■ **PROBLEM REQUIREMENTS**:
Exactly the lines from the one containing "Query: eyeglasses" to the final line below should be output, and no others.

■ **AVAILABLE DATA**:
══════

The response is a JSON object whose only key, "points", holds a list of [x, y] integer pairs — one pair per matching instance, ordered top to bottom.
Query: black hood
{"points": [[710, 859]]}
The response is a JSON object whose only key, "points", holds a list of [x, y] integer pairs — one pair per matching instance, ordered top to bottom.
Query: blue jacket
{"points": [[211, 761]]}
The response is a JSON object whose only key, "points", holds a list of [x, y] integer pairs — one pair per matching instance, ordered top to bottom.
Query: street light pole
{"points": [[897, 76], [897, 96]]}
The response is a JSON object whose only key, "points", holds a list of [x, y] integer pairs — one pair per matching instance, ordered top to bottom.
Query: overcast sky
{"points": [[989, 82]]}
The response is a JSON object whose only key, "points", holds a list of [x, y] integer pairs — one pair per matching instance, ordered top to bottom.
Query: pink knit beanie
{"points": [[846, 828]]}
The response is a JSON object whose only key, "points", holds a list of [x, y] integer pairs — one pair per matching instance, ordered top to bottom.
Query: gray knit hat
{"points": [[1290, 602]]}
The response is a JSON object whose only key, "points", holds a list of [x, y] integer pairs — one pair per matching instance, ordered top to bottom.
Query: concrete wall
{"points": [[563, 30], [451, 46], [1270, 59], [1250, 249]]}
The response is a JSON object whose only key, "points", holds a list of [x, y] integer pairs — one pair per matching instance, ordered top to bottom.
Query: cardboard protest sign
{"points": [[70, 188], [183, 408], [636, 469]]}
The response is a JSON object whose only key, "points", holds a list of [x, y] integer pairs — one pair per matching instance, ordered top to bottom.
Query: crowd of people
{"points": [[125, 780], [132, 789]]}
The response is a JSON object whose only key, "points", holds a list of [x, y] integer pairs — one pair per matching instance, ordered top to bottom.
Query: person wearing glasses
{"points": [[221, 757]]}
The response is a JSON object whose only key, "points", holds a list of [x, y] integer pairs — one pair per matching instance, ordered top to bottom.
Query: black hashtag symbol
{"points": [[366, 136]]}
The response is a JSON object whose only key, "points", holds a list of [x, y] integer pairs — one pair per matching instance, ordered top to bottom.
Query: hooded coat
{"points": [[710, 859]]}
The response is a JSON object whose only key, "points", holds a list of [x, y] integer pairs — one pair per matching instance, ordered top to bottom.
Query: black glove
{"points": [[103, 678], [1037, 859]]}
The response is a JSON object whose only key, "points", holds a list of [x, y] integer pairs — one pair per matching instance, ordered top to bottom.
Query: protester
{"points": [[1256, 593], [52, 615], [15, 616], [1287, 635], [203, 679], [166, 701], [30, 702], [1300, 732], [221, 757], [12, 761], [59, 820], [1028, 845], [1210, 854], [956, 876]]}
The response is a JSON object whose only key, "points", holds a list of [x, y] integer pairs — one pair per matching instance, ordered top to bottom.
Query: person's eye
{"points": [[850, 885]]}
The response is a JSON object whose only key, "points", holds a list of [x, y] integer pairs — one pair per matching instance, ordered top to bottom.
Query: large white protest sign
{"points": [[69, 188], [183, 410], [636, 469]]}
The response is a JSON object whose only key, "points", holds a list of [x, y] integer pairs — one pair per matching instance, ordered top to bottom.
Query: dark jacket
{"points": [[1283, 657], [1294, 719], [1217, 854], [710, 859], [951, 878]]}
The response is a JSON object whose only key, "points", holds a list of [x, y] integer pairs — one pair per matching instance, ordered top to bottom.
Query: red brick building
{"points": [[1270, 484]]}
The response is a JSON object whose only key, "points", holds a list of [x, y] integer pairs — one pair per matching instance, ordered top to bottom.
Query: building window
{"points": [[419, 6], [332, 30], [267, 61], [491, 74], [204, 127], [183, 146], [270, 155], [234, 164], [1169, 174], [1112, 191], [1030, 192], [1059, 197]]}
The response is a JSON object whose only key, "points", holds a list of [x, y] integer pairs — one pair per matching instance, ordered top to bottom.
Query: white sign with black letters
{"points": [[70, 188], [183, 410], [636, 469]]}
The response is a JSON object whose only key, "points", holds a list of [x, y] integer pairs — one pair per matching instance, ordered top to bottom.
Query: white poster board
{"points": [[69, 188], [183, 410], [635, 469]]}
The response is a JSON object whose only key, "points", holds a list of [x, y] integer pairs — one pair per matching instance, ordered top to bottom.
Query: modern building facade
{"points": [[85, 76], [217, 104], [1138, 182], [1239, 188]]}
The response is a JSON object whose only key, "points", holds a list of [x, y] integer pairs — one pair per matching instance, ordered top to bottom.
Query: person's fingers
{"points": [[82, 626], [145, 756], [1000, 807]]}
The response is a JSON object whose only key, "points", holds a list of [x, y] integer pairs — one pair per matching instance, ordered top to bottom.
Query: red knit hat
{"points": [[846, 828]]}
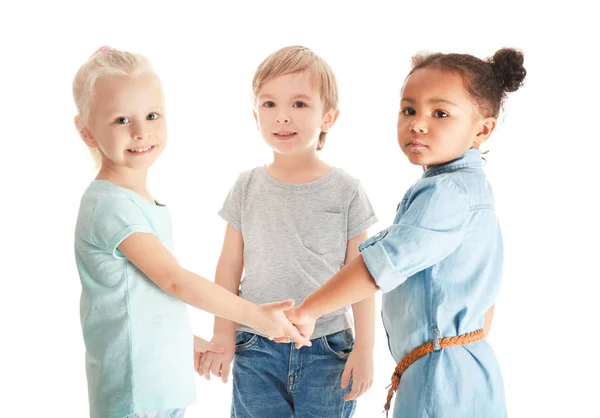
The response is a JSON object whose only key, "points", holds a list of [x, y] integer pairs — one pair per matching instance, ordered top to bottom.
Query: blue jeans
{"points": [[272, 380], [165, 413]]}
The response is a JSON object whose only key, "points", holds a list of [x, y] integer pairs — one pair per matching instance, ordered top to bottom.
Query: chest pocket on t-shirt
{"points": [[324, 232]]}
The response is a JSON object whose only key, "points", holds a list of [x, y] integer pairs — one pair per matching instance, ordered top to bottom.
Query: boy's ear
{"points": [[329, 119], [85, 133]]}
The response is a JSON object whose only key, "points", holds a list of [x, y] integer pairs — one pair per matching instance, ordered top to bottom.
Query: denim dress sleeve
{"points": [[429, 226]]}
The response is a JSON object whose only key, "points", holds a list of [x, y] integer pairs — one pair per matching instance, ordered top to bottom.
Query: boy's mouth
{"points": [[284, 135], [141, 150]]}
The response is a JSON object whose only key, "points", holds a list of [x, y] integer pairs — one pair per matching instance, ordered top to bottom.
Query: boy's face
{"points": [[290, 114], [438, 119], [127, 122]]}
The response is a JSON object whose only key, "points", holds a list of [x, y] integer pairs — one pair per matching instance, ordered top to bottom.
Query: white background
{"points": [[541, 165]]}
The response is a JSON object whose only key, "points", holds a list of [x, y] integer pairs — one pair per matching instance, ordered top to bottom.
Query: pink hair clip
{"points": [[104, 49]]}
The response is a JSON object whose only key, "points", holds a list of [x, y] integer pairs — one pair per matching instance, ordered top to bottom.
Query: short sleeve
{"points": [[231, 211], [360, 213], [114, 218], [431, 228]]}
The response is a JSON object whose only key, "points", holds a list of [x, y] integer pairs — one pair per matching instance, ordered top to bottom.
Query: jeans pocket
{"points": [[245, 340], [339, 344]]}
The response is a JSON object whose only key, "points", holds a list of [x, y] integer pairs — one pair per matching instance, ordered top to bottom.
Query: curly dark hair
{"points": [[488, 81]]}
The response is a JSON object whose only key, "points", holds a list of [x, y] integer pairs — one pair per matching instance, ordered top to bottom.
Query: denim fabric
{"points": [[440, 265], [273, 380]]}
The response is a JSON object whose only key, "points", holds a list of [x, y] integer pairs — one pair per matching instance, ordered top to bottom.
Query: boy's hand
{"points": [[272, 321], [304, 322], [201, 346], [218, 363], [359, 366]]}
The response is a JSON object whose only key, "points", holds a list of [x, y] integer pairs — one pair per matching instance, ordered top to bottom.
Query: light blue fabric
{"points": [[440, 266], [138, 340], [166, 413]]}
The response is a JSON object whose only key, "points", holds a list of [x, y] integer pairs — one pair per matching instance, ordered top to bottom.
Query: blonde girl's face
{"points": [[127, 122]]}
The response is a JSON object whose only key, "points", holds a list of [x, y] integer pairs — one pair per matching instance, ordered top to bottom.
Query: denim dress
{"points": [[440, 266]]}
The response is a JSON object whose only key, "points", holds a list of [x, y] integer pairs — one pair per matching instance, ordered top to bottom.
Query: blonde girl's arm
{"points": [[148, 254]]}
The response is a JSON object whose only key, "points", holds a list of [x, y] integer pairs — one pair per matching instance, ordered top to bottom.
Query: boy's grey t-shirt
{"points": [[295, 236]]}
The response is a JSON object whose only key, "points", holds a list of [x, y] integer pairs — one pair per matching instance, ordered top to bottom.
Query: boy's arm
{"points": [[148, 254], [228, 276], [364, 311], [359, 365]]}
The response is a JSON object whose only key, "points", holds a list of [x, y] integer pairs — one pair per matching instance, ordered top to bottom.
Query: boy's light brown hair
{"points": [[293, 60]]}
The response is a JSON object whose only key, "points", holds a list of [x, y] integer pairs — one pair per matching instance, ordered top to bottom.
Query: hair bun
{"points": [[508, 67]]}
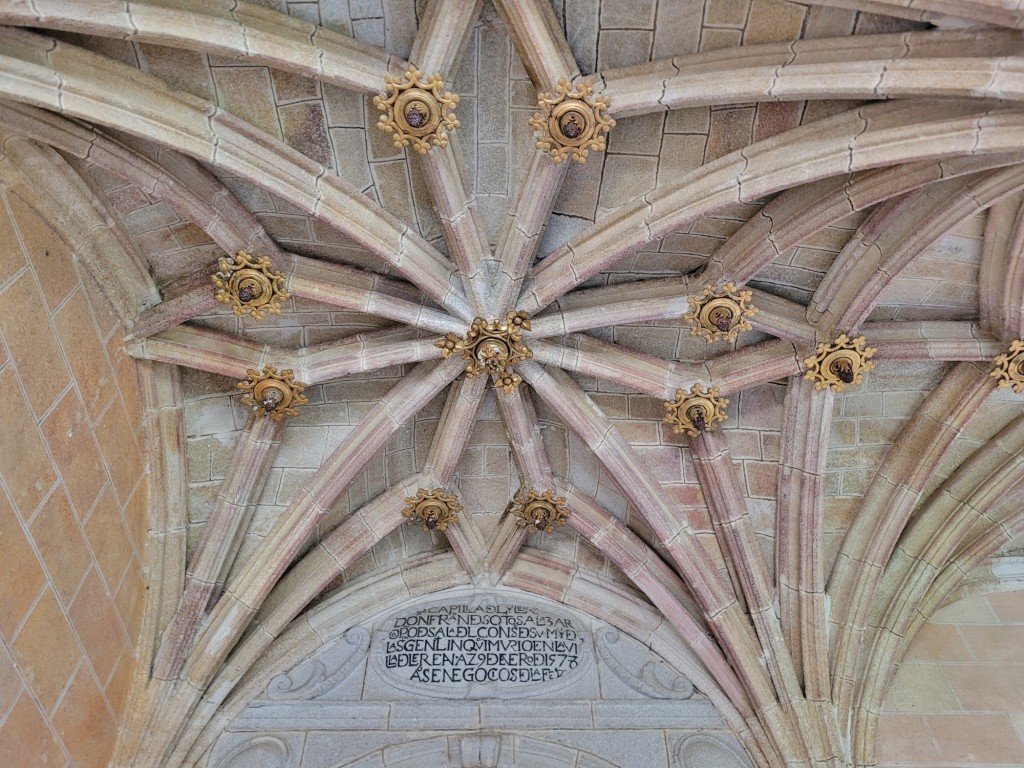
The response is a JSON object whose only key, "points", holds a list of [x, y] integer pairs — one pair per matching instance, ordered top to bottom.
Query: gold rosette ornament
{"points": [[417, 112], [572, 122], [250, 285], [720, 313], [492, 346], [844, 361], [1010, 367], [272, 393], [696, 411], [431, 510], [539, 512]]}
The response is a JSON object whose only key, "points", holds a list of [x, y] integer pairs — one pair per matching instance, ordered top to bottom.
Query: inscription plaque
{"points": [[481, 648]]}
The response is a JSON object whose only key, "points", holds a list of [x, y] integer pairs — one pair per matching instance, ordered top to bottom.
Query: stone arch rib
{"points": [[242, 30], [76, 82], [886, 133]]}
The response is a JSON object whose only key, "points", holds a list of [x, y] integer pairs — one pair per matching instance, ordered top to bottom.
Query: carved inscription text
{"points": [[487, 645]]}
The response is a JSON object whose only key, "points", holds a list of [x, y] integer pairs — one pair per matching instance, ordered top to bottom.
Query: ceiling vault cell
{"points": [[317, 223]]}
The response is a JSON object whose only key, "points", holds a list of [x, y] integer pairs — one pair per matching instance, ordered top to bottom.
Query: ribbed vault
{"points": [[885, 142]]}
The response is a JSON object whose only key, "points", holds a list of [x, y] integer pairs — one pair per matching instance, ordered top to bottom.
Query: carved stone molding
{"points": [[417, 112], [572, 122], [250, 285], [720, 313], [493, 346], [844, 361], [1010, 367], [272, 393], [696, 411], [432, 510], [537, 511], [323, 674], [654, 678], [701, 750], [262, 751]]}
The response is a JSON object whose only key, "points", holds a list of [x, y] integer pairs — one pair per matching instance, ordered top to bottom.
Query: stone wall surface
{"points": [[73, 504], [482, 679], [958, 697]]}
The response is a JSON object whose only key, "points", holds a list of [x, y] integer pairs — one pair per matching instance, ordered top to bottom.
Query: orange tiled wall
{"points": [[72, 504], [958, 698]]}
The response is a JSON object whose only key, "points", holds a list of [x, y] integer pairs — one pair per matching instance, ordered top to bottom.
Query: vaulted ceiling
{"points": [[856, 165]]}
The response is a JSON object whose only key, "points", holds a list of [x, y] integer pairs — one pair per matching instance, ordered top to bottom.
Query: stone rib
{"points": [[237, 30], [441, 34], [539, 40], [946, 62], [79, 83], [886, 133], [448, 181], [803, 211], [892, 238], [1000, 279], [523, 432], [253, 456], [887, 506], [734, 532], [929, 543], [165, 551], [662, 586], [246, 593], [720, 604]]}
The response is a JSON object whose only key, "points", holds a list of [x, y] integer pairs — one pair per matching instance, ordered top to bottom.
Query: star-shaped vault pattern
{"points": [[791, 556]]}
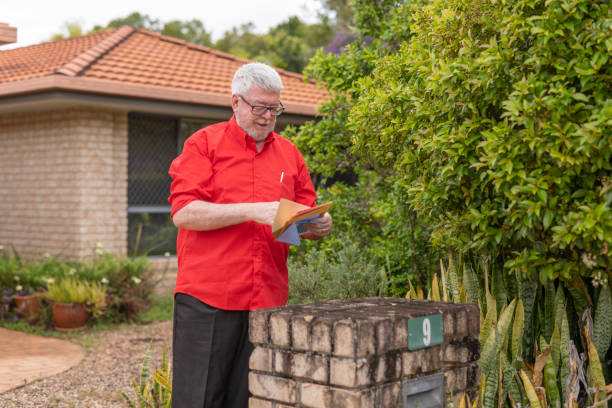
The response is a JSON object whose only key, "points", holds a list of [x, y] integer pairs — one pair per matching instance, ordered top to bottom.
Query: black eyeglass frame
{"points": [[274, 110]]}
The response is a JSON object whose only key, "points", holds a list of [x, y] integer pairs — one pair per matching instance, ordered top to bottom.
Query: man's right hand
{"points": [[264, 213]]}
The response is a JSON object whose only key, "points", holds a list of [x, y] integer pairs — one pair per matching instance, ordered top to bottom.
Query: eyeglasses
{"points": [[260, 110]]}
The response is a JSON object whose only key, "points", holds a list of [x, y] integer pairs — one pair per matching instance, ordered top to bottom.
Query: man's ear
{"points": [[235, 101]]}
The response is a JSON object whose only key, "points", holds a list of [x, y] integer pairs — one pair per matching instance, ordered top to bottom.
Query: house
{"points": [[8, 34], [89, 126]]}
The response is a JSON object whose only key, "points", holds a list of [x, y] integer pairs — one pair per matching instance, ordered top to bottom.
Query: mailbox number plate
{"points": [[426, 331]]}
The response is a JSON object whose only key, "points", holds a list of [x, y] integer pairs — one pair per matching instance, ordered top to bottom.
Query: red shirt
{"points": [[240, 267]]}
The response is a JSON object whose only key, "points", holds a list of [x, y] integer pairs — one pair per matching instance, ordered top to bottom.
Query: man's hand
{"points": [[264, 213], [318, 231]]}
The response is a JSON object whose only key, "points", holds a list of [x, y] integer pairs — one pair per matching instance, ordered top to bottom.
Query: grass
{"points": [[161, 311]]}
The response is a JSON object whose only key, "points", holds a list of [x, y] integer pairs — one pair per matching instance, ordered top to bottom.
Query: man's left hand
{"points": [[320, 229]]}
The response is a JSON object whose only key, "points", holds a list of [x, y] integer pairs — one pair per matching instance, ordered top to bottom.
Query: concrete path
{"points": [[25, 357]]}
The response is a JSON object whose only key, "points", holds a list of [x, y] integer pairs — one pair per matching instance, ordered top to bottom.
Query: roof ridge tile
{"points": [[212, 51], [79, 63]]}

══════

■ **ANSWER SPACE**:
Query: eyeglasses
{"points": [[260, 110]]}
The response is a JSON object whose only key, "points", holds a list of [x, y] integer pairs — one pair per matching instance, ordered top to bottom.
Query: man's ear
{"points": [[235, 101]]}
The response is a JSON object whose only key, "points", holds a list of [x, y] integer pairs — one pair per matching instance, ordered top to bottom.
Query: house
{"points": [[8, 34], [89, 126]]}
The response is a JSON object whose only key, "points", holds a list of [x, y] integer pairs — one pair per matching instance, ordered top to bottom.
Query: mailbox number plate
{"points": [[426, 331]]}
The response is a JSON object whose only key, "points", holds a list of [x, y] integer pairs — one pair per matching instance, ordered top to bottom.
Query: red shirt
{"points": [[240, 267]]}
The response is a JSON object whose only key, "points", holds a list of [x, y] integer pairs — one pair per matching instance, ordered top to bottom.
Query: man's hand
{"points": [[264, 213], [318, 231]]}
The response is a JSON object whose only key, "points", holds a list of [x, y] integer pairs — one pair per matching instance, ordered top to bottom.
Query: grass
{"points": [[161, 311]]}
The response is a JSON object whose only key, "points", holds a list of [x, y] integer pairs — one pair per matching instance, ordered top to bottom.
Query: man's left hand
{"points": [[320, 229]]}
The response is a JSON object whose only key, "points", holds a list of [x, y] integer pairs — one pair per matching instance, ordered top to bottom.
Query: concrete path
{"points": [[25, 357]]}
The response is a JSON object whose only key, "points", holds a list of [x, y] integer pairs — one pair per matching instance, ordered top to bottom.
Query: roof ridge tile
{"points": [[212, 51], [79, 63]]}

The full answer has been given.